─── Dataset extract ───

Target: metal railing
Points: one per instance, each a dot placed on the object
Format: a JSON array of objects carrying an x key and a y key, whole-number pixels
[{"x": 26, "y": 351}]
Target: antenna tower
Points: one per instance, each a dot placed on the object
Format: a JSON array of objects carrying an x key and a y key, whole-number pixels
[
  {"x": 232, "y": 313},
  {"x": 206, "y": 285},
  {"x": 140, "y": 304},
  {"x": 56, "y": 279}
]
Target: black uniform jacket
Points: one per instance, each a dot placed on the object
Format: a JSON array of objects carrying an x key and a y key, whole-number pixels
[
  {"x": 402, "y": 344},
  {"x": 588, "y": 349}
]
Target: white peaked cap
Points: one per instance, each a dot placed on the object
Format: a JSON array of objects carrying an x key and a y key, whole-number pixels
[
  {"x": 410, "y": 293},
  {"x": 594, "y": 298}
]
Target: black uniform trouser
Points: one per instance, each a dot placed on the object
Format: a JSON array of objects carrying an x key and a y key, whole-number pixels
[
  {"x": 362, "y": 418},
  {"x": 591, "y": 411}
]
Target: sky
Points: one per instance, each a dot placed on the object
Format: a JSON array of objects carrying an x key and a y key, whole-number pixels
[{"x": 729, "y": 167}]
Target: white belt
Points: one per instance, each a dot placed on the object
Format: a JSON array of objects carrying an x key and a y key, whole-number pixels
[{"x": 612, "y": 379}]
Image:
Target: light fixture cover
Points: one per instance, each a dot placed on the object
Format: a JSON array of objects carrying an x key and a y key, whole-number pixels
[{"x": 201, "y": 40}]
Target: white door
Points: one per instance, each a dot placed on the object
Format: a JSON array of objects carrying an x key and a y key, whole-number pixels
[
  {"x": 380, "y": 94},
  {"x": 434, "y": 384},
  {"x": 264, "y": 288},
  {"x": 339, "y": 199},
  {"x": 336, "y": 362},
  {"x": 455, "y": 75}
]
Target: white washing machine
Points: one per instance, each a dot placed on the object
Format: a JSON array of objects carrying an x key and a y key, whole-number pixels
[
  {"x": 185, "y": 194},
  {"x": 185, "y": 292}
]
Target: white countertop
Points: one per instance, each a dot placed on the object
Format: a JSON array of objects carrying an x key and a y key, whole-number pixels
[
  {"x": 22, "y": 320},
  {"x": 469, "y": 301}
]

───

▸ Work to complete:
Transcribe all of the records above line for line, without changing a single character.

▸ Solved exercise:
Target: metal railing
Points: one per instance, each a dot placed on the object
Format: a JSON array of objects carrying an x key and a y key, whole-number pixels
[{"x": 26, "y": 351}]
Target: antenna tower
Points: one per instance, each a dot placed on the object
Format: a JSON array of objects carrying an x key and a y key, whole-number pixels
[
  {"x": 232, "y": 313},
  {"x": 206, "y": 285},
  {"x": 140, "y": 304},
  {"x": 56, "y": 279}
]
Target: black uniform jacket
Points: one per instance, each a dot placed on the object
Format: a JSON array of objects carrying an x key and a y key, whole-number pixels
[
  {"x": 402, "y": 344},
  {"x": 588, "y": 349}
]
Target: white peaked cap
Points: one per instance, each a dot placed on the object
Format: a JSON array of objects carrying an x key and a y key, whole-number pixels
[
  {"x": 410, "y": 293},
  {"x": 594, "y": 298}
]
Target: black uniform trouser
Points: one per instance, each a dot placed on the object
Format: a JSON array of objects carrying an x key and a y key, whole-number pixels
[
  {"x": 362, "y": 418},
  {"x": 591, "y": 411}
]
Target: sky
Points: one per instance, each a dot placed on the object
Format: a JSON array of objects carrying an x key and a y key, whole-number pixels
[{"x": 729, "y": 167}]
Target: white belt
Points: one per instance, each a dot placed on the object
Format: a JSON array of objects carrying an x key and a y key, whole-number pixels
[{"x": 612, "y": 379}]
Image:
Target: light fixture cover
Points: one per instance, each a dot placed on the object
Format: a JSON array of objects carrying an x key and a y key, whole-number pixels
[{"x": 201, "y": 40}]
Target: white door
Points: one per instance, each a dot placed on the object
Format: a JSON array of objects carrying an x key and a y key, whole-number pixels
[
  {"x": 380, "y": 94},
  {"x": 434, "y": 384},
  {"x": 264, "y": 288},
  {"x": 339, "y": 199},
  {"x": 336, "y": 362},
  {"x": 455, "y": 75}
]
Target: white washing machine
Points: one per instance, each a dot placed on the object
Format: a JSON array of objects carrying an x key and a y key, whole-number pixels
[
  {"x": 185, "y": 194},
  {"x": 185, "y": 292}
]
Target: white countertop
Points: one per instance, each a dot placed on the object
Format: a JSON array of objects carrying an x key and a y key, whole-number pixels
[
  {"x": 22, "y": 320},
  {"x": 469, "y": 301}
]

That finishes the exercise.